# [How to complete this task]
For the material below, count the lines containing "boot" and reply with the number alone.

Content starts

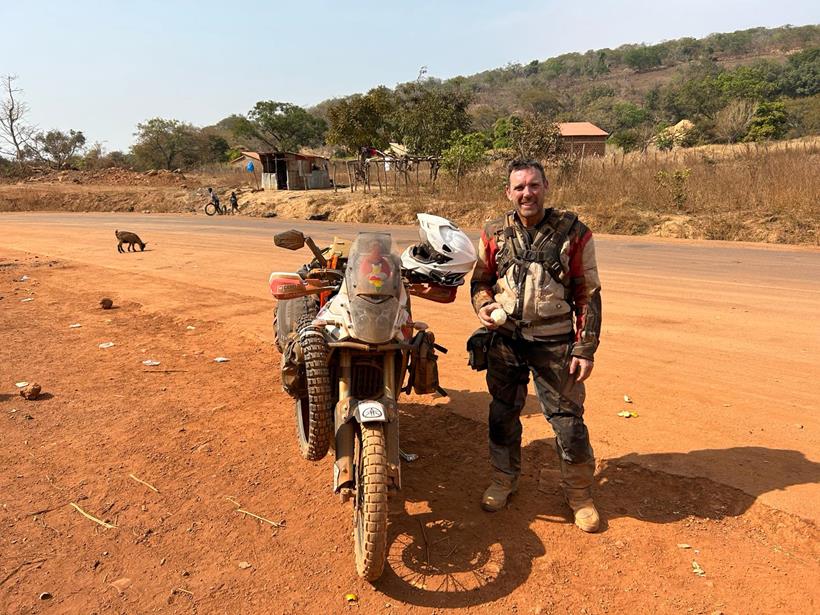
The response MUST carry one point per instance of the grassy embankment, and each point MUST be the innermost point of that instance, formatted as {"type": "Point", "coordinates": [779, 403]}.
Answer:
{"type": "Point", "coordinates": [745, 192]}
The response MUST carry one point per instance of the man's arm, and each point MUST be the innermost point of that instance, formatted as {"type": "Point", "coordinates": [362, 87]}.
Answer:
{"type": "Point", "coordinates": [585, 286]}
{"type": "Point", "coordinates": [484, 272]}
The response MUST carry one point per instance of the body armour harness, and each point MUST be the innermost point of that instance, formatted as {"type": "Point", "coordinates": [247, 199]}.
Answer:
{"type": "Point", "coordinates": [519, 251]}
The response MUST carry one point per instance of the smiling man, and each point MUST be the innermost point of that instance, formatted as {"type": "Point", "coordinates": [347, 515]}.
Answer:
{"type": "Point", "coordinates": [535, 287]}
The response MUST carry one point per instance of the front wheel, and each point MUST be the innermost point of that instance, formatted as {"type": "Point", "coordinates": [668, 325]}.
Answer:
{"type": "Point", "coordinates": [370, 505]}
{"type": "Point", "coordinates": [314, 415]}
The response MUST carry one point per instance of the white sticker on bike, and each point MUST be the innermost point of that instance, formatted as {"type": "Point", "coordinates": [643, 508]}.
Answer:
{"type": "Point", "coordinates": [371, 411]}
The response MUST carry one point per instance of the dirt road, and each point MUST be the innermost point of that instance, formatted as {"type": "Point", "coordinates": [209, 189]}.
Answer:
{"type": "Point", "coordinates": [716, 344]}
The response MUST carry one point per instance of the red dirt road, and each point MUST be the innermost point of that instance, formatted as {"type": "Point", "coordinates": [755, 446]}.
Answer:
{"type": "Point", "coordinates": [716, 345]}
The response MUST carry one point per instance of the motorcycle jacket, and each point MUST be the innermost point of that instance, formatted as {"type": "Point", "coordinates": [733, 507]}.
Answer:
{"type": "Point", "coordinates": [545, 279]}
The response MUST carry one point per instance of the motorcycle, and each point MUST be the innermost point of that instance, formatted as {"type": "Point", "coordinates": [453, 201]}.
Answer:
{"type": "Point", "coordinates": [348, 341]}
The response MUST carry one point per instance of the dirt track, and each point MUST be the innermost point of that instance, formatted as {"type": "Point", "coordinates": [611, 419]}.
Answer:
{"type": "Point", "coordinates": [715, 343]}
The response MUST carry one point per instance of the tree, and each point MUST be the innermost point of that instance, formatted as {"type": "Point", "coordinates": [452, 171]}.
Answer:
{"type": "Point", "coordinates": [15, 131]}
{"type": "Point", "coordinates": [427, 114]}
{"type": "Point", "coordinates": [770, 121]}
{"type": "Point", "coordinates": [56, 148]}
{"type": "Point", "coordinates": [282, 126]}
{"type": "Point", "coordinates": [96, 158]}
{"type": "Point", "coordinates": [466, 152]}
{"type": "Point", "coordinates": [163, 144]}
{"type": "Point", "coordinates": [502, 131]}
{"type": "Point", "coordinates": [802, 74]}
{"type": "Point", "coordinates": [643, 58]}
{"type": "Point", "coordinates": [628, 140]}
{"type": "Point", "coordinates": [536, 137]}
{"type": "Point", "coordinates": [362, 120]}
{"type": "Point", "coordinates": [732, 122]}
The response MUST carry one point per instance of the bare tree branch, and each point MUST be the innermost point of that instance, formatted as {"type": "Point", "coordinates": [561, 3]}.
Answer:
{"type": "Point", "coordinates": [15, 132]}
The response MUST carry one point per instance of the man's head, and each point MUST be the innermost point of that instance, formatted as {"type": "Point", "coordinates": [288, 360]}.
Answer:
{"type": "Point", "coordinates": [527, 189]}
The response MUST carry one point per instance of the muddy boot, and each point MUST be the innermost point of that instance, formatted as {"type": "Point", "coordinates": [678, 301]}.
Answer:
{"type": "Point", "coordinates": [576, 480]}
{"type": "Point", "coordinates": [496, 495]}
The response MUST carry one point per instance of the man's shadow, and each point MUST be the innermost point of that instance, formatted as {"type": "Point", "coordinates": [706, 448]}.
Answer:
{"type": "Point", "coordinates": [445, 552]}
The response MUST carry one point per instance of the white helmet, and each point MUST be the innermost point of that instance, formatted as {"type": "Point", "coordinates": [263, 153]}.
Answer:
{"type": "Point", "coordinates": [444, 255]}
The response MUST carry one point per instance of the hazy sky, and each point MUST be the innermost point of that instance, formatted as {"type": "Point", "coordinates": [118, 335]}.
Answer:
{"type": "Point", "coordinates": [102, 67]}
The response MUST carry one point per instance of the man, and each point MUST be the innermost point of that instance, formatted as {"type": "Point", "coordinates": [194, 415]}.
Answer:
{"type": "Point", "coordinates": [215, 200]}
{"type": "Point", "coordinates": [535, 286]}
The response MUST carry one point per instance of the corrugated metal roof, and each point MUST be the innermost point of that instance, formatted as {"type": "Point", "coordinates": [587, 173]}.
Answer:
{"type": "Point", "coordinates": [580, 129]}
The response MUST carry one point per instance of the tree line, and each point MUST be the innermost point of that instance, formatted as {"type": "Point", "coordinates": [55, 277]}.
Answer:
{"type": "Point", "coordinates": [513, 108]}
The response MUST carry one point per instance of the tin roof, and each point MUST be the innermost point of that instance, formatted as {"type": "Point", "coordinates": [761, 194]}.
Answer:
{"type": "Point", "coordinates": [580, 129]}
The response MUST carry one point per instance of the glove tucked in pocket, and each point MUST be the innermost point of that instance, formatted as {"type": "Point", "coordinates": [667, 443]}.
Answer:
{"type": "Point", "coordinates": [478, 347]}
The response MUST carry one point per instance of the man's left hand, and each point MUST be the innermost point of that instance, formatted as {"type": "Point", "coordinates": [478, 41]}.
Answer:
{"type": "Point", "coordinates": [581, 368]}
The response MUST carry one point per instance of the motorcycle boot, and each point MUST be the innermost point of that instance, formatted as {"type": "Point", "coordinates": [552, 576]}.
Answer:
{"type": "Point", "coordinates": [576, 481]}
{"type": "Point", "coordinates": [507, 463]}
{"type": "Point", "coordinates": [496, 495]}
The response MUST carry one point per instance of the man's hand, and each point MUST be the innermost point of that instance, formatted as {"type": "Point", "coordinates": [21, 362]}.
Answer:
{"type": "Point", "coordinates": [484, 316]}
{"type": "Point", "coordinates": [581, 368]}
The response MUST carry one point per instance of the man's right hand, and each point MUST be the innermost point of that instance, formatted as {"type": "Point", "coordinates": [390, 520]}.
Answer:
{"type": "Point", "coordinates": [485, 318]}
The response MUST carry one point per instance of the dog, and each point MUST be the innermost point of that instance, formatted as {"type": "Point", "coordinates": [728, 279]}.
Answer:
{"type": "Point", "coordinates": [131, 239]}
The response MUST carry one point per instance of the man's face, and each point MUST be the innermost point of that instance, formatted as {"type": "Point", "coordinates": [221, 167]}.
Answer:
{"type": "Point", "coordinates": [526, 192]}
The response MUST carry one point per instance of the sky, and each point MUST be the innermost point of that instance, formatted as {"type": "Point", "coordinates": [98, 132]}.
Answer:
{"type": "Point", "coordinates": [103, 67]}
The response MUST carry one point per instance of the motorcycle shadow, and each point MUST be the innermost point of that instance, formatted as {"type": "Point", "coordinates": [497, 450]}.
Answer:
{"type": "Point", "coordinates": [443, 549]}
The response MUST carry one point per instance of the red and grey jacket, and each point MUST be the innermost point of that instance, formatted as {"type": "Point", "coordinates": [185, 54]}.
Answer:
{"type": "Point", "coordinates": [547, 282]}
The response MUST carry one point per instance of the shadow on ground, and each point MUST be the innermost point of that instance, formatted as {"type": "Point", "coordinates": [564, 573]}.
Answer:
{"type": "Point", "coordinates": [445, 552]}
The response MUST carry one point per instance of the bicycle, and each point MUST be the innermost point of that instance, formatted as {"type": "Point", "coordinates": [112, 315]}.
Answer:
{"type": "Point", "coordinates": [211, 208]}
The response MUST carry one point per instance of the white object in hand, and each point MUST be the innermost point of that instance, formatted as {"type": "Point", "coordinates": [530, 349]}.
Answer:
{"type": "Point", "coordinates": [499, 316]}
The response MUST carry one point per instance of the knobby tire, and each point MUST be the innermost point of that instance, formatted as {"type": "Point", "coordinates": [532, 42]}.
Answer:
{"type": "Point", "coordinates": [370, 508]}
{"type": "Point", "coordinates": [314, 434]}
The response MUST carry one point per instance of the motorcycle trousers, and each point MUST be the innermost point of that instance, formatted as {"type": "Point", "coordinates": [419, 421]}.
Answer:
{"type": "Point", "coordinates": [509, 364]}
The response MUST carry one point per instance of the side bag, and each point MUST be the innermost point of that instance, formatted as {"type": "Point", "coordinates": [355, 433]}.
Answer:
{"type": "Point", "coordinates": [423, 368]}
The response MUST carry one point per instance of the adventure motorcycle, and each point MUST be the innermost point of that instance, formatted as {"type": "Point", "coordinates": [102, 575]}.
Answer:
{"type": "Point", "coordinates": [344, 327]}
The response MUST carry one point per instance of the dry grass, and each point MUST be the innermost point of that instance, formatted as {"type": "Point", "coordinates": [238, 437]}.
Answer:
{"type": "Point", "coordinates": [737, 193]}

Content ends

# [Exercise response]
2